In 2010, police across the UK conducted 737,000 roadside breath tests, with 11 percent recorded as positive for alcohol. In 2017, though, just 326,000 such breath tests took place, with 16 percent of all drivers recording a positive sample.
Vantage says the lead-up to Christmas is expected to be a particularly busy time for police across the country, as the latest figures show the month of December sees up to a 20 percent spike in drink-drive accidents. And analysis of government data carried out last year by consumer website Confused.com found drivers were three times as likely to be breathalysed during December than in any other month, with more than 63,600 roadside breath tests conducted during December 2017.
The current drink-drive limit in England and Wales is 80 mg of alcohol per 100 ml of blood, although Scotland adopted a lower 50 mg per 100 ml limit in 2014, bringing it into line with other European countries including France, Germany and Spain. The English and Welsh limits are among the highest drink-drive tolerances in Europe, while the Czech Republic, Romania, Hungary and Slovakia have the lowest limit, with a zero-tolerance approach to drink-driving.
Drivers in the East Midlands were found to be most likely to be involved in an accident while under the influence of alcohol, with 2.8 percent of all accidents occurring in that region involving a driver under the influence. London, despite its famous bars and restaurants, recorded the lowest number of drink-drive accidents, with 1.4 percent of crashes in the capital involving a driver over the limit.
Vantage Leasing’s managing director, Rob Walker, said: “Drink-driving remains a serious issue for UK road safety. Since 2010, we’ve seen a 17-percent drop in full-time police numbers. At the same time, drink drive fatalities and serious accidents have gone up. While having more officers won’t solve the problem of drink-driving entirely, they will undoubtedly help reduce the issue.”
Motor1.com has contacted the National Police Chiefs Council for comment, but has not yet received a response.

• **Goal 1**: Reproduce word for word the part of the drink-driving article that begins at the words "In 2010, police" and stops after "a positive sample.".
• **Goal 2**: Condense the paragraph of the drink-driving article that opens with "The current drink-drive limit" into a short bulleted list that keeps its main facts.

(Location annotation dataset excerpts)
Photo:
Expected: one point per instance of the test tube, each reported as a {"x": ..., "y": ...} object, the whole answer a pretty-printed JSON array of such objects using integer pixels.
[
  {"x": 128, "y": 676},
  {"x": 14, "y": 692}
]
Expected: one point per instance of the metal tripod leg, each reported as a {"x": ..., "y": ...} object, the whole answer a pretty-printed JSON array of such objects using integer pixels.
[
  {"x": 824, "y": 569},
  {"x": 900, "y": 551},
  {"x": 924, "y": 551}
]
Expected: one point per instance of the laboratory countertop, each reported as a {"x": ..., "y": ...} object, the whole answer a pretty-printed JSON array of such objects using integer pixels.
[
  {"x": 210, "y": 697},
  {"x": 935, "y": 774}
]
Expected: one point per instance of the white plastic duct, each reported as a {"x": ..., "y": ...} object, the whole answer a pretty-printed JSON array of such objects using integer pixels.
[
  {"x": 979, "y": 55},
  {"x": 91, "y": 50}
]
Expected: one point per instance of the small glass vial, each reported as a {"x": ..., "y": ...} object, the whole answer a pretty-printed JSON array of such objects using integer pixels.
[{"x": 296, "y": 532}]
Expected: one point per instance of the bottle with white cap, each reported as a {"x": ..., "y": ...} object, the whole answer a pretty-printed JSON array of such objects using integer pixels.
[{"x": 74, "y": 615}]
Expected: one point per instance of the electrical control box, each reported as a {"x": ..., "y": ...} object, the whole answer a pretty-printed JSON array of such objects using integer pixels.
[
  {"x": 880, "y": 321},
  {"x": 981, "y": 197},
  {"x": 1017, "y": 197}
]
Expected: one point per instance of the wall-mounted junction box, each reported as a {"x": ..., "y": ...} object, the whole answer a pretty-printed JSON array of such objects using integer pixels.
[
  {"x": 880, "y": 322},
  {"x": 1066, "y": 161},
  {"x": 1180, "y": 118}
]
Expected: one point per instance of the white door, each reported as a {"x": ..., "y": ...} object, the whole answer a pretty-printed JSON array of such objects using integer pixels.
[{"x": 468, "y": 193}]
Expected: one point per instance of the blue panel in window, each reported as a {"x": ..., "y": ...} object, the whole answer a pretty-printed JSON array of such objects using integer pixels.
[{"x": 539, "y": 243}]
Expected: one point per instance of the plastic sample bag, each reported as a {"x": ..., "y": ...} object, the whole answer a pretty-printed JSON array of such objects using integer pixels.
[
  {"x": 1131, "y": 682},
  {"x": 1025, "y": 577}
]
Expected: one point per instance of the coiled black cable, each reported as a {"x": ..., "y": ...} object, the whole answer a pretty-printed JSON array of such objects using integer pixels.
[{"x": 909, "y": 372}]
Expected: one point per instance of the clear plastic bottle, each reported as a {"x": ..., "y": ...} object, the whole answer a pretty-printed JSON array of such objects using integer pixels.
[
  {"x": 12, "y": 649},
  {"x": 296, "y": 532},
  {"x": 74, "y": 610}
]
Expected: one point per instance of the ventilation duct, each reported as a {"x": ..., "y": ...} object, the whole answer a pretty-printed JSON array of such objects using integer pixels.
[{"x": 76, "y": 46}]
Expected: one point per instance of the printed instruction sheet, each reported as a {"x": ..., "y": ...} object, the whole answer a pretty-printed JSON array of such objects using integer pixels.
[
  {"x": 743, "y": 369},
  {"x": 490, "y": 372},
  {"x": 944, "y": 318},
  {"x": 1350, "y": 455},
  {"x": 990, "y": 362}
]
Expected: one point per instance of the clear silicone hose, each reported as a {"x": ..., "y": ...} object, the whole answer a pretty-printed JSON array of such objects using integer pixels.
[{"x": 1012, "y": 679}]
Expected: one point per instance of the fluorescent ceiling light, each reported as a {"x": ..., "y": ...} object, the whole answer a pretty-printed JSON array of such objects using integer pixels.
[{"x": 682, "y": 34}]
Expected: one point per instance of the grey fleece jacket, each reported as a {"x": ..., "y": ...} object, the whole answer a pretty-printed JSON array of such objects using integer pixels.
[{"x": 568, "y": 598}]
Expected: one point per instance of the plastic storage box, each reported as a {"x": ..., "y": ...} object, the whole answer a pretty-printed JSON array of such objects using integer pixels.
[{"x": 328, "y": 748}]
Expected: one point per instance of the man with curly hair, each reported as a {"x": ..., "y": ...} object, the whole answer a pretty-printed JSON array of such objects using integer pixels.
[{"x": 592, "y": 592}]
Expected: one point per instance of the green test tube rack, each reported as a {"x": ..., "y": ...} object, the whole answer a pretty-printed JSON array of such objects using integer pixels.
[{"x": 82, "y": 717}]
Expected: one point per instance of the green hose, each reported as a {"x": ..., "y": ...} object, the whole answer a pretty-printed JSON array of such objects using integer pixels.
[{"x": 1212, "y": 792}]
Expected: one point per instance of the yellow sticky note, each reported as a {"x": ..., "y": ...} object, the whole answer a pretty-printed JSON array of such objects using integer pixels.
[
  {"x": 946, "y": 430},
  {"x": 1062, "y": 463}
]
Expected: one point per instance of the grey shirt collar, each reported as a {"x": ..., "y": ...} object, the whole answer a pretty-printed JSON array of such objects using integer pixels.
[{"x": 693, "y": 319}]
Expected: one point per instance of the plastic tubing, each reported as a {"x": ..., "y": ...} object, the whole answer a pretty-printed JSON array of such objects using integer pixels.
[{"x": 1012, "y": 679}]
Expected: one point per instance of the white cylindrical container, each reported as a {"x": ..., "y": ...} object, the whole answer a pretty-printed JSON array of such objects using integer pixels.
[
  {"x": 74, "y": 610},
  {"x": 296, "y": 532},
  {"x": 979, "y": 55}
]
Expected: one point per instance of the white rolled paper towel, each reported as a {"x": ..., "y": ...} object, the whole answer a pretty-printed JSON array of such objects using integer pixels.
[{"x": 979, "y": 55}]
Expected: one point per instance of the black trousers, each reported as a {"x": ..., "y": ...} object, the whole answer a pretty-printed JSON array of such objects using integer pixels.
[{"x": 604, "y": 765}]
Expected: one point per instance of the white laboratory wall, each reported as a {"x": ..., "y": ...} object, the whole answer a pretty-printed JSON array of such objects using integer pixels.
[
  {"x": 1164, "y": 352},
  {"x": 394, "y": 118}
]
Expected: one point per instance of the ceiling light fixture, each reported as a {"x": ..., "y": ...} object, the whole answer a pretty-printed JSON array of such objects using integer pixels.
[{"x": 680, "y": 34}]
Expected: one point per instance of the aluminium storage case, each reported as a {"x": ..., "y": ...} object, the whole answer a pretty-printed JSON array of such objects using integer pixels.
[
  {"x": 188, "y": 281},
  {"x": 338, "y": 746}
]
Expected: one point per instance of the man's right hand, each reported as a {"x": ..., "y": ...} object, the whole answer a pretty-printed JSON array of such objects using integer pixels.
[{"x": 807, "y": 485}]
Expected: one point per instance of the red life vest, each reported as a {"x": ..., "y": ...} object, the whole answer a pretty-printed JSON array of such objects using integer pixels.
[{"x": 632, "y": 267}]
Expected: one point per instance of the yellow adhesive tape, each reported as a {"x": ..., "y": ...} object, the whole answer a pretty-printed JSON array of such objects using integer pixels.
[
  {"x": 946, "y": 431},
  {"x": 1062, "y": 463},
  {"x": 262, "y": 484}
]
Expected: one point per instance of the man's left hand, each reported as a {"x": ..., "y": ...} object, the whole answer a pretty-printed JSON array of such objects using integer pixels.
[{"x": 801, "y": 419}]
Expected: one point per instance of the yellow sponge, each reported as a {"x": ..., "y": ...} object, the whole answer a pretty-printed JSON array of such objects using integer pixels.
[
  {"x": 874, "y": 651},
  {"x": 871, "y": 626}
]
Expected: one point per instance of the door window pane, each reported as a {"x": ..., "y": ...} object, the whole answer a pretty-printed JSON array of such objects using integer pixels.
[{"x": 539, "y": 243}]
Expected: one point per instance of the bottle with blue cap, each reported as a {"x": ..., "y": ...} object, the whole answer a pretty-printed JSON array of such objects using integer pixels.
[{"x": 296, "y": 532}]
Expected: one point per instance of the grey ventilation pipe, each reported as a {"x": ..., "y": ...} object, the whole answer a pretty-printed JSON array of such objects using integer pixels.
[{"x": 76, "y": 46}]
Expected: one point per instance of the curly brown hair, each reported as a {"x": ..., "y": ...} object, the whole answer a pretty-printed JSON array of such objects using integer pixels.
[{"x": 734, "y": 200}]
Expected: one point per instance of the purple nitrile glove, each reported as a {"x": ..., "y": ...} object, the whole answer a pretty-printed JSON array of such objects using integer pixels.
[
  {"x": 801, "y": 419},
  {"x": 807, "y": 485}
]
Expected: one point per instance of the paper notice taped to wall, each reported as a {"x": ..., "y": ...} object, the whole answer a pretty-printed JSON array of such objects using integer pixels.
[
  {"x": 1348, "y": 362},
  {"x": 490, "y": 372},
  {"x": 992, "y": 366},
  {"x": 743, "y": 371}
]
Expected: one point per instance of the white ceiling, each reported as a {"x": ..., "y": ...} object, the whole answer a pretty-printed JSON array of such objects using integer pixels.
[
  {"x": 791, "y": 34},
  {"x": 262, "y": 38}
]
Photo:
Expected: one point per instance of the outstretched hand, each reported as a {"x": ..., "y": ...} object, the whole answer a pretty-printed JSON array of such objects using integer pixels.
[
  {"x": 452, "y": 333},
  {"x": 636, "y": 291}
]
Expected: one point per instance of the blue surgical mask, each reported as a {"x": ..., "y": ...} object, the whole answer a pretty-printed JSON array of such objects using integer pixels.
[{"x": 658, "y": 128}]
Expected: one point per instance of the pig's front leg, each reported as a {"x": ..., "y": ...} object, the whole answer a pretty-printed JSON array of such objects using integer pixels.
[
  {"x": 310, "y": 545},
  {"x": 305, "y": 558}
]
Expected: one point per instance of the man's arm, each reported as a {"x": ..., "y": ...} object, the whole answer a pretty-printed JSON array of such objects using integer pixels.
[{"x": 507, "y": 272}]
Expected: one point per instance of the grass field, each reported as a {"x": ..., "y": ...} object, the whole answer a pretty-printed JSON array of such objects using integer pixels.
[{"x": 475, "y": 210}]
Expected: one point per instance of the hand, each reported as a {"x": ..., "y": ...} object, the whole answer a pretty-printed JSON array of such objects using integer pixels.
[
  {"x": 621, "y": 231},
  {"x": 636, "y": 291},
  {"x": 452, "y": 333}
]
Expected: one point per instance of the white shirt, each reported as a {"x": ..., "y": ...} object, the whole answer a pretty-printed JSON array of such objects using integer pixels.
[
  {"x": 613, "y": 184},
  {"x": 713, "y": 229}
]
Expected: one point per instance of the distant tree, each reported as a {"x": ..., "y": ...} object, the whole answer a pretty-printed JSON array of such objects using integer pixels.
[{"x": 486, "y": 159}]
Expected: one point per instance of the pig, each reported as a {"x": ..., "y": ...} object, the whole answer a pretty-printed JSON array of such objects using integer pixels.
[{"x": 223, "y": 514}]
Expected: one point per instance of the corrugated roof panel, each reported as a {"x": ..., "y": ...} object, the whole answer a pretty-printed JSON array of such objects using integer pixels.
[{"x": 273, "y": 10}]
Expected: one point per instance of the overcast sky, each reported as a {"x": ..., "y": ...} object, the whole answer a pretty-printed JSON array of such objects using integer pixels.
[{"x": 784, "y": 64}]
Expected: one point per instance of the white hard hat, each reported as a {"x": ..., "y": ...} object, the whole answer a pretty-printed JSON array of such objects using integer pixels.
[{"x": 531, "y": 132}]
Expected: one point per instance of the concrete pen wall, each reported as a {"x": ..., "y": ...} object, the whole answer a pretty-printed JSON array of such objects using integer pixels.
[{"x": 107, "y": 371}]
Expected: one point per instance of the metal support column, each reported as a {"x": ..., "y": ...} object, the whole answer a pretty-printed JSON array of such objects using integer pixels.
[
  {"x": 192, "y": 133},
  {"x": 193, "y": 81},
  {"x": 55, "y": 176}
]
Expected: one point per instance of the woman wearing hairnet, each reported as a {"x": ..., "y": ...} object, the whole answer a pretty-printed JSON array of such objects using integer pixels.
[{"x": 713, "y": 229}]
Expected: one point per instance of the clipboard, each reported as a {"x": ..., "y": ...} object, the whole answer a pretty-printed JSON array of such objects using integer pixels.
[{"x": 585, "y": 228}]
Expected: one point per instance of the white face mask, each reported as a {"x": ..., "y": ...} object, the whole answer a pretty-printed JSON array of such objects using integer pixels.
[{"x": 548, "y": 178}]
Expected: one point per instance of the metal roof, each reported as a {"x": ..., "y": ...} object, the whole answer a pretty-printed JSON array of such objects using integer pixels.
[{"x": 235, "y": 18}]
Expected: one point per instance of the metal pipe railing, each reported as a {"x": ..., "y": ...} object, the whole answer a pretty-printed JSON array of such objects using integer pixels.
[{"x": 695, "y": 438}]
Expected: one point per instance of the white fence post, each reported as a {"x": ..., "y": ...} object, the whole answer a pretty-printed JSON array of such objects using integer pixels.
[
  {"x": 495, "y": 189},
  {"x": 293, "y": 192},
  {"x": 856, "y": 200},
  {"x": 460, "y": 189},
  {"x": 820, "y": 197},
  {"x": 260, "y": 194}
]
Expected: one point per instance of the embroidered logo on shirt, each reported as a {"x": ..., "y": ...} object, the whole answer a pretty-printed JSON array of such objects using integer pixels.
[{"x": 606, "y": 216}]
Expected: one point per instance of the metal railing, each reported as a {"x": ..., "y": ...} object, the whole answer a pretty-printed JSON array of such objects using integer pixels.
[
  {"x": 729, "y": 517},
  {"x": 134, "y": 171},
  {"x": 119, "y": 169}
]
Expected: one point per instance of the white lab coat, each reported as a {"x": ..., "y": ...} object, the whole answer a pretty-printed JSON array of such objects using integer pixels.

• **Solution 1**:
In 2010, police across the UK conducted 737,000 roadside breath tests, with 11 percent recorded as positive for alcohol. In 2017, though, just 326,000 such breath tests took place, with 16 percent of all drivers recording a positive sample.

• **Solution 2**:
- England and Wales: limit of 80 mg of alcohol per 100 ml of blood.
- Scotland: adopted a lower limit of 50 mg per 100 ml in 2014, in line with France, Germany, Spain and other European countries.
- The English and Welsh limits are among the highest drink-drive tolerances in Europe.
- The Czech Republic, Romania, Hungary and Slovakia have the lowest limit, with a zero-tolerance approach.